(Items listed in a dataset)
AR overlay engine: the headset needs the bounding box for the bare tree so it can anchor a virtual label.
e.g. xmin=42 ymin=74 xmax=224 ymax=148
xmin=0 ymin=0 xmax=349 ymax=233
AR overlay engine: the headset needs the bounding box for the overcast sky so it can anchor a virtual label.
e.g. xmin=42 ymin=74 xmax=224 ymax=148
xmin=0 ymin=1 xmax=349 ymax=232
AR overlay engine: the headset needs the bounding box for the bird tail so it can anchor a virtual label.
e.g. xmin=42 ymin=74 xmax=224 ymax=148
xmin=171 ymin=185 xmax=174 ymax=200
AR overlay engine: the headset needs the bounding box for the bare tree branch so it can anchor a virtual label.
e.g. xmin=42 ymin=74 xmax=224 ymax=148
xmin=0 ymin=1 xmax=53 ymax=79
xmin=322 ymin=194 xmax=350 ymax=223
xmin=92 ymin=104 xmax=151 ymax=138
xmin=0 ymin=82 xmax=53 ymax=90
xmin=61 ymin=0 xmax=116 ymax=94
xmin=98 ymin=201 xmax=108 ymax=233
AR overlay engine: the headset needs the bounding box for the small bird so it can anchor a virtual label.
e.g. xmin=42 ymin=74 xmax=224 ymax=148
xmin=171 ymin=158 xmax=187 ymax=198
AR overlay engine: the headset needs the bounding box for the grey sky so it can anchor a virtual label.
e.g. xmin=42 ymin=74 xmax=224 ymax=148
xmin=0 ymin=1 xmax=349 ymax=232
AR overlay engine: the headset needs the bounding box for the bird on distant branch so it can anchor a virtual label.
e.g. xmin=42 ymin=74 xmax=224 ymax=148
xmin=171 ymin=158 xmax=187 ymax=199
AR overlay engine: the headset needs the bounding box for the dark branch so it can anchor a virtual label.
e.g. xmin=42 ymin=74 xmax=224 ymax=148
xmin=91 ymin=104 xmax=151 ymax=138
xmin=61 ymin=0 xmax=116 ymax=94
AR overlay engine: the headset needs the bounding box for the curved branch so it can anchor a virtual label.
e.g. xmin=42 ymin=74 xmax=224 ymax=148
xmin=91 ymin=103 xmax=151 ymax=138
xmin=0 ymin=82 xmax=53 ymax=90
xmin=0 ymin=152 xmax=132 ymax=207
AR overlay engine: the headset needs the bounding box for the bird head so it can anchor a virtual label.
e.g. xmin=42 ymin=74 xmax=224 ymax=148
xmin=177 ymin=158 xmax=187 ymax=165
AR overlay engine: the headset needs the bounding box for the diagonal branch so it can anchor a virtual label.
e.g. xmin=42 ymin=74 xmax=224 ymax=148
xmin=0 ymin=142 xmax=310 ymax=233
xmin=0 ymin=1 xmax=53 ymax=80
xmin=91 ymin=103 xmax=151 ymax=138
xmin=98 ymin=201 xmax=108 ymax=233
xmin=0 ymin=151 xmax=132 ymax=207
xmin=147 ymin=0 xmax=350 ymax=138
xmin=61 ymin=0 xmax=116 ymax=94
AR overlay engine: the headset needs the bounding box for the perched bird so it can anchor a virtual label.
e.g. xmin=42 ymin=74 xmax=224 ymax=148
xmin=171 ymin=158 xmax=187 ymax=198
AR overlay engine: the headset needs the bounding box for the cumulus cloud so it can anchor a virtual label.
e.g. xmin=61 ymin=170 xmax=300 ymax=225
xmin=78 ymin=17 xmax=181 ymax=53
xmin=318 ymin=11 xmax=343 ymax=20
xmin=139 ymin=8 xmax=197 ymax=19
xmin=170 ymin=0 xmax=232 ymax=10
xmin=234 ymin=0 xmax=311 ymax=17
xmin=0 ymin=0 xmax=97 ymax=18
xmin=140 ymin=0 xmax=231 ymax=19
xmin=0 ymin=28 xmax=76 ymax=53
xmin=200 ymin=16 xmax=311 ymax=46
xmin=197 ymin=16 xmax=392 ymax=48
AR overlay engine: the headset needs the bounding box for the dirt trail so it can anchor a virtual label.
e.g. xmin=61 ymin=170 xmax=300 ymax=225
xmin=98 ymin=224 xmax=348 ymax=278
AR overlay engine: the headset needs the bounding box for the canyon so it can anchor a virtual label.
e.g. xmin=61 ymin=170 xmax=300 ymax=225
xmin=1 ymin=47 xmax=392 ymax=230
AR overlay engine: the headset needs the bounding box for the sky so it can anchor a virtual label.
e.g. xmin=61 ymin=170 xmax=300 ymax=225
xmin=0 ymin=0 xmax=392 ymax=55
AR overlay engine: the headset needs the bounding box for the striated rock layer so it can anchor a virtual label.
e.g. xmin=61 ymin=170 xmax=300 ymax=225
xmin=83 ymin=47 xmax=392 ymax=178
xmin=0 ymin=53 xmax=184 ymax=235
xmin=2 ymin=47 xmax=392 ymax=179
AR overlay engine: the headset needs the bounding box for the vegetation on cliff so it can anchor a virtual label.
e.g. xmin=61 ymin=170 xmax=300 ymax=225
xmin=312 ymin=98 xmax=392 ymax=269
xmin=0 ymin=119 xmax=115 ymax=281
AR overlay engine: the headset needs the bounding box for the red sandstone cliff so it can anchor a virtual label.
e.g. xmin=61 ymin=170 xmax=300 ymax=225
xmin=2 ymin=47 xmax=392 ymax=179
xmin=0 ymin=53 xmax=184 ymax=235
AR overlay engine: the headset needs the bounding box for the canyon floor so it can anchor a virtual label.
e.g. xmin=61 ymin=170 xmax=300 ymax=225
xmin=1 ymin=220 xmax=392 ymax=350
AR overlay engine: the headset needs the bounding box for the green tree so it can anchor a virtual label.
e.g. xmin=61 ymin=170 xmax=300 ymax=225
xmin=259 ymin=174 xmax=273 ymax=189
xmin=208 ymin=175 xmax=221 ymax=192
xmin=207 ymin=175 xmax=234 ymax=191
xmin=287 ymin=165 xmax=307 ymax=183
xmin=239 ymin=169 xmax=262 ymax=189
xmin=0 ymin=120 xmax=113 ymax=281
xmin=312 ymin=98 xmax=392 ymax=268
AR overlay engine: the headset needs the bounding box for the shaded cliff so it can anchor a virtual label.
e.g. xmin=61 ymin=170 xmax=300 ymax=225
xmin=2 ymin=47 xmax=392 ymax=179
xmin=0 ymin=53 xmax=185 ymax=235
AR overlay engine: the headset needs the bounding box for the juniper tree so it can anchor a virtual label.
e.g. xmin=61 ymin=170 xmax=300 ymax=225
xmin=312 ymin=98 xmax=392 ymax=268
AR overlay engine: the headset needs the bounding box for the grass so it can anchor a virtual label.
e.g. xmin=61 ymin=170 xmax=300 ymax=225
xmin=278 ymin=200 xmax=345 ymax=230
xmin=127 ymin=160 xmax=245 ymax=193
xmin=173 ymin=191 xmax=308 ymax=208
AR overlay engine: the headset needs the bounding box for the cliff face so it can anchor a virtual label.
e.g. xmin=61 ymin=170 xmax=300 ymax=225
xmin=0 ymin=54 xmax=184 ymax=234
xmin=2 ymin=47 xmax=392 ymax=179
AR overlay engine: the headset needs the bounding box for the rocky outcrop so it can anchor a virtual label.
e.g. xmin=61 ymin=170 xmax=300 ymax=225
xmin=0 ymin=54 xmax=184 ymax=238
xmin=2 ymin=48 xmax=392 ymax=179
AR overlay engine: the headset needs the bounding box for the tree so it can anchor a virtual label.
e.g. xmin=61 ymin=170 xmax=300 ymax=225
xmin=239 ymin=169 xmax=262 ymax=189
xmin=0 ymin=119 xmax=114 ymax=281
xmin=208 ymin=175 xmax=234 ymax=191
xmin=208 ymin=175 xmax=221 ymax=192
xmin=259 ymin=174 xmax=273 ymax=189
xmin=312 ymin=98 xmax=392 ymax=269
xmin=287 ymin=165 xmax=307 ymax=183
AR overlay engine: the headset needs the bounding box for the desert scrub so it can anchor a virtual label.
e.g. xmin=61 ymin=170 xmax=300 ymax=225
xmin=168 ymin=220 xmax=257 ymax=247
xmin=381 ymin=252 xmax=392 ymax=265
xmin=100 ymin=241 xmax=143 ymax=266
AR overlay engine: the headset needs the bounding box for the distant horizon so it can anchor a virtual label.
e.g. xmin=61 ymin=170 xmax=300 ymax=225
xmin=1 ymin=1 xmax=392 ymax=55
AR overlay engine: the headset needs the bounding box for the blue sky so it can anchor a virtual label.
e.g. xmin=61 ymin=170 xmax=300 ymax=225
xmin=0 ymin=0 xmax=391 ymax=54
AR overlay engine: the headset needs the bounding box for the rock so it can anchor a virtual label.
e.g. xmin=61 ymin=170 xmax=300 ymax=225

WHAT THE TASK REQUIRES: In the entries, the line containing "for the blue" and every line after it through the last are to be duplicated exactly, and no other line is to be included.

EXERCISE RESPONSE:
AR overlay engine: the headset needs the bounding box for the blue sky so it can anchor a virtual label.
e.g. xmin=61 ymin=170 xmax=300 ymax=225
xmin=0 ymin=0 xmax=391 ymax=54
AR overlay engine: the headset needs the bounding box for the rock so it can anchor a virtual label.
e.g. xmin=61 ymin=170 xmax=300 ymax=225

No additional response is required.